_Task brief:_ Edit the lines between the one holding "Reviewer note. Confirm that each instance of the waterfall crest" and the one holding "<point>535,139</point>", inclusive, changing "turquoise water" to "blue-green water" and leaving everything else as it is. Return only those lines.

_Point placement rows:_
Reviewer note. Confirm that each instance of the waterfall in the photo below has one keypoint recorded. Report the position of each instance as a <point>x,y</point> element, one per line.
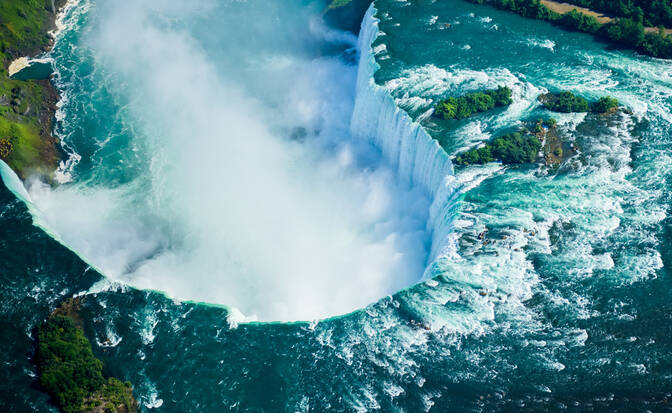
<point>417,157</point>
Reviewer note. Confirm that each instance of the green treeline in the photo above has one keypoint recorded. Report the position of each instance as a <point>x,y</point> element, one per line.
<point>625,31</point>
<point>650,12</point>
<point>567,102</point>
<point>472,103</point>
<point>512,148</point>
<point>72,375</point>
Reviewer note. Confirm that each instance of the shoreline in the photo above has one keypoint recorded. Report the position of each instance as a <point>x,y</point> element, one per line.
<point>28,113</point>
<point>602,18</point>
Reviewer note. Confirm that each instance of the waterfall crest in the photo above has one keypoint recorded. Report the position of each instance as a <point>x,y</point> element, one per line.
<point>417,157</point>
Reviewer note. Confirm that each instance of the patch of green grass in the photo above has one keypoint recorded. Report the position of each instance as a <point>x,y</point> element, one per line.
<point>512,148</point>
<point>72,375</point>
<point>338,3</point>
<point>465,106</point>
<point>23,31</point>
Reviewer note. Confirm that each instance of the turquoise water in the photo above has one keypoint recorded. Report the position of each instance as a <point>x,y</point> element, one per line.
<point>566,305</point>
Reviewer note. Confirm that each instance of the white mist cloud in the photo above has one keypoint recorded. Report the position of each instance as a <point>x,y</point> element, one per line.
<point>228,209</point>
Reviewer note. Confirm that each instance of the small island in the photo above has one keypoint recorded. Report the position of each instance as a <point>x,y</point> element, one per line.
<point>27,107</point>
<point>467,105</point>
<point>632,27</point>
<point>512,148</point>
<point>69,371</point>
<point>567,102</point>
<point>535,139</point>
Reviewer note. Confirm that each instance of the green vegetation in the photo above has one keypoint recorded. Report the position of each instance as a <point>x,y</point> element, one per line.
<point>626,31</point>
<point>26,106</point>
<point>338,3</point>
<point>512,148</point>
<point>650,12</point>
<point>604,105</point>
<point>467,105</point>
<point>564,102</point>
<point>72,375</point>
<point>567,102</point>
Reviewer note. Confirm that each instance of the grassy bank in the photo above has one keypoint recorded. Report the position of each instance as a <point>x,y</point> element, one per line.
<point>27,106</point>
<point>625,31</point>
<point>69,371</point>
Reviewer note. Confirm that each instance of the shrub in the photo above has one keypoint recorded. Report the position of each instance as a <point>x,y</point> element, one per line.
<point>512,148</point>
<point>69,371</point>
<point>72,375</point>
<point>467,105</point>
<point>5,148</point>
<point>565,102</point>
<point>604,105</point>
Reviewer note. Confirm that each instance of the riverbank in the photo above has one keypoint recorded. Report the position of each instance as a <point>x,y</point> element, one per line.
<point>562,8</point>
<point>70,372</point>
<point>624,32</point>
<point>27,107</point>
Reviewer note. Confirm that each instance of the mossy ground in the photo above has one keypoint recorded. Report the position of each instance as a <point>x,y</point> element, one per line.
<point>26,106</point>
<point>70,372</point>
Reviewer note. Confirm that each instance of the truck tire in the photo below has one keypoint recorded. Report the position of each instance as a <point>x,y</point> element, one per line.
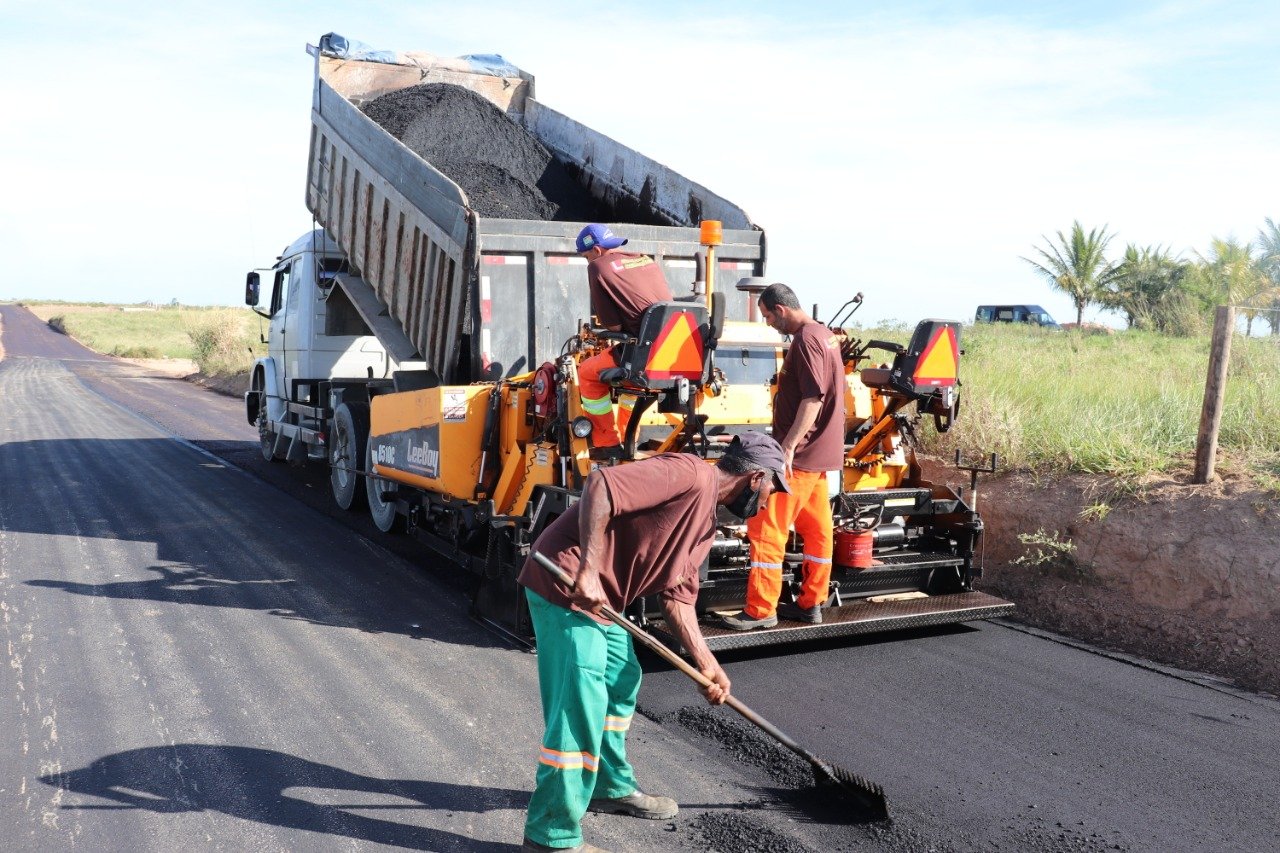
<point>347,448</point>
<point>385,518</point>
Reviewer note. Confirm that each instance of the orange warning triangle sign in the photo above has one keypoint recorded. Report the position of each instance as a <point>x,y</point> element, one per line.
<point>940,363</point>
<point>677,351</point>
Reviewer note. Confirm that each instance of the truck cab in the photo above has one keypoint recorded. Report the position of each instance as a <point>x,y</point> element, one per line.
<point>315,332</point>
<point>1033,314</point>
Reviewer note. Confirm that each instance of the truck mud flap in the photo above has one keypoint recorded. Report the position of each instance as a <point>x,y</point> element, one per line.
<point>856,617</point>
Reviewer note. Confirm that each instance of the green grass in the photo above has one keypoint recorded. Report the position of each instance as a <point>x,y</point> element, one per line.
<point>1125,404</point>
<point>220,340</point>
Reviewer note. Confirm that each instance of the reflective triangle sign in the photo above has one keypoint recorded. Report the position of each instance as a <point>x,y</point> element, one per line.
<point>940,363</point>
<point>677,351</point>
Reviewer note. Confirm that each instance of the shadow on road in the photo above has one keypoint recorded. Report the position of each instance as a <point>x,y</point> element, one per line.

_Solution for this problem:_
Reviewer note. Confirm that each instance of the waterfall crest in the photo above has one keypoint recorded. Report the position of each instance as a <point>x,y</point> element, one per line.
<point>417,157</point>
Reviewer note. Confirm that each instance of the patch of green grass in the photo above has one keypoint recorded. Report the position of each instance as a <point>x,y</point> element, one per line.
<point>512,148</point>
<point>72,375</point>
<point>338,3</point>
<point>465,106</point>
<point>23,31</point>
Reviewer note. Confirm that each instance of the blue-green water in the photo above has one keypoint recorded. Report the position of each instance as a <point>x,y</point> element, one per line.
<point>566,305</point>
Reviewer note. Confirm that each instance of the white mist cloud in the photo above has one keypoint recorded. Report the position of each instance as a <point>x,y</point> element, one per line.
<point>228,209</point>
Reviewer note. Confirm that each instance of the small island in the photo above has one keypoint recorded. Report the position of each instance as a <point>x,y</point> element, one per line.
<point>27,107</point>
<point>467,105</point>
<point>632,27</point>
<point>512,148</point>
<point>69,371</point>
<point>567,102</point>
<point>535,139</point>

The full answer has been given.